本文抜粋:
++++
当時の拓殖大は2部に位置しており、(失礼ながら)どちらかといえば小林選手は無名の部類だったと思います。
事実、彼はプロになる直前まで居酒屋でバイトをしていたそうです(笑)。
(ご本人が投稿したnoteにそう書かれているので気になる方は是非!)
いずれにせよ、
無名だった彼を代表選手までのし上げたのは小林選手本人の努力と、向島建の千里眼によるものに違いありません。
思い返せば谷口、車屋、長谷川、知念、守田・・・そして三笘、旗手、橘田、佐々木に至るまでフロンターレの主力は大卒だらけ。
忘れてはいけません。バンディエラ中村憲剛もそうでした。
つまり強い川崎を支えているのは、まずは向島氏の先見性と(今でこそ当たり前の)大卒ルーキーを使うという戦略だったのです。
■キーポイント② DAZN
大卒選手を中心に着々と力を付けていくと川崎は強豪チームへと変貌を遂げていきます。一時期シルバーコレクターと称されていましたが2017年についに悲願のJ1制覇。すると翌2018年も優勝し、連覇を遂げました。
特筆すべきは、優勝したのが2017年であるという事です。
2017年が何なのか?
++++
抽出された行:
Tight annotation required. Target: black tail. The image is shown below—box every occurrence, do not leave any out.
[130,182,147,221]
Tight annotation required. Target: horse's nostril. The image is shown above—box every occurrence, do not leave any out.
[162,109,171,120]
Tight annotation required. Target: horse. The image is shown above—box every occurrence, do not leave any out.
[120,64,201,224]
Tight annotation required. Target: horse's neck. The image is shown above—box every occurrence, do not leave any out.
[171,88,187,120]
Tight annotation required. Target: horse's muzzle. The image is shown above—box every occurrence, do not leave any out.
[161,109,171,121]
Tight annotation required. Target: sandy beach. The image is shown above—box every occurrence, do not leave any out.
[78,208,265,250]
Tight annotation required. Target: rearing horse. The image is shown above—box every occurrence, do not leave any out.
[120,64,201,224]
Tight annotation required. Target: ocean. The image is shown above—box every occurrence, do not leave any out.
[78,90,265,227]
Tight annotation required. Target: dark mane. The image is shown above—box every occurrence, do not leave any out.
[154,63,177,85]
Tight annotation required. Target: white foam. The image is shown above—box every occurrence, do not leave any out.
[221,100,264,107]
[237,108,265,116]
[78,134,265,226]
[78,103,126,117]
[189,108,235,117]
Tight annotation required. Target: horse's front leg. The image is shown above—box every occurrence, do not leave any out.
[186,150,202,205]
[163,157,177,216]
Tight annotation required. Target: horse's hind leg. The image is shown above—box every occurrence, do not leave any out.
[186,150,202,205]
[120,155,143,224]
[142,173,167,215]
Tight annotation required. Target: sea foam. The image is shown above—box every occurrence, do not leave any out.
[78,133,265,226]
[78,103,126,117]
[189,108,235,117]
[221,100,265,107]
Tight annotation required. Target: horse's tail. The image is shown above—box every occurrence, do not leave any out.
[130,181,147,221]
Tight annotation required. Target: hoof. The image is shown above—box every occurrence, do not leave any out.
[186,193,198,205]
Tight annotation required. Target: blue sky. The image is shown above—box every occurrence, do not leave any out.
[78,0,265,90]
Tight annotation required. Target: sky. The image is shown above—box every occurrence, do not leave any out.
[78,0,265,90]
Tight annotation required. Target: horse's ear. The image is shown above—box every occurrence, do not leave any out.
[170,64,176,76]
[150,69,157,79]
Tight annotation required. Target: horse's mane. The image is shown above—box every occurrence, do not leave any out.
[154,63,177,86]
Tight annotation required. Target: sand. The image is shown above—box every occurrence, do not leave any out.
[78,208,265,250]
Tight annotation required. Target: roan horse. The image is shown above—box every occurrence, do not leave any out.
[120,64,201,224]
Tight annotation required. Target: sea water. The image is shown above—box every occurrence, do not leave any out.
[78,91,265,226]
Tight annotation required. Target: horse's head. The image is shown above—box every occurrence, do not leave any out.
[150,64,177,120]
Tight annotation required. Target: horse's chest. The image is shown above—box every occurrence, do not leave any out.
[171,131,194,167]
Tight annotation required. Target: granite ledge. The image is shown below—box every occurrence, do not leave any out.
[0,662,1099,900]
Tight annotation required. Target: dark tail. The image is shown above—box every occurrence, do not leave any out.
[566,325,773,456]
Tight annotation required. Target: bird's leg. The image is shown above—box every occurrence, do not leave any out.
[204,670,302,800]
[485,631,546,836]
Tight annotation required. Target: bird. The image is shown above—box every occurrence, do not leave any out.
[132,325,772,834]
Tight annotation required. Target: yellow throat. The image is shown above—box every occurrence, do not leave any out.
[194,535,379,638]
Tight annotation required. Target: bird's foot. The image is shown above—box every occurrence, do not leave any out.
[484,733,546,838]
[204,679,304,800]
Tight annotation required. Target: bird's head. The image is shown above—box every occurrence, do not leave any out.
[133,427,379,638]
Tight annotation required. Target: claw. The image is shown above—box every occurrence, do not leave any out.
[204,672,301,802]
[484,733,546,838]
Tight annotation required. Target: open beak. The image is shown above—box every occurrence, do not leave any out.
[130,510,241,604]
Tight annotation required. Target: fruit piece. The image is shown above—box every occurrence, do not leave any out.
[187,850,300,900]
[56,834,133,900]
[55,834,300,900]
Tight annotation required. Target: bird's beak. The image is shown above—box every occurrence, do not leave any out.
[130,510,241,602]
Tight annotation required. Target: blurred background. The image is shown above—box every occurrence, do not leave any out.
++++
課題一覧:
- A) 本文抜粋によると、川崎が悲願のJ1制覇を果たしたのは何年か。
- B) 本文抜粋の「大卒選手を中心に」で始まる段落を、主な事実を残したまま箇条書きに直せ。
- C) 本文抜粋の「当時の拓殖大は2部に位置して」から「によるものに違いありません。」までをすべて書き出し、その際「小林選手」を「彼」に差し替えよ。

各課題の回答:
- A) 2017年。

- B)
- 大卒選手を中心に力を付け、川崎は強豪チームへと変貌した
- 一時期はシルバーコレクターと称されていた
- 2017年に悲願のJ1制覇を果たした
- 翌2018年も優勝し、連覇を遂げた

- C)
当時の拓殖大は2部に位置しており、(失礼ながら)どちらかといえば彼は無名の部類だったと思います。
事実、彼はプロになる直前まで居酒屋でバイトをしていたそうです(笑)。
(ご本人が投稿したnoteにそう書かれているので気になる方は是非!)
いずれにせよ、
無名だった彼を代表選手までのし上げたのは彼本人の努力と、向島建の千里眼によるものに違いありません。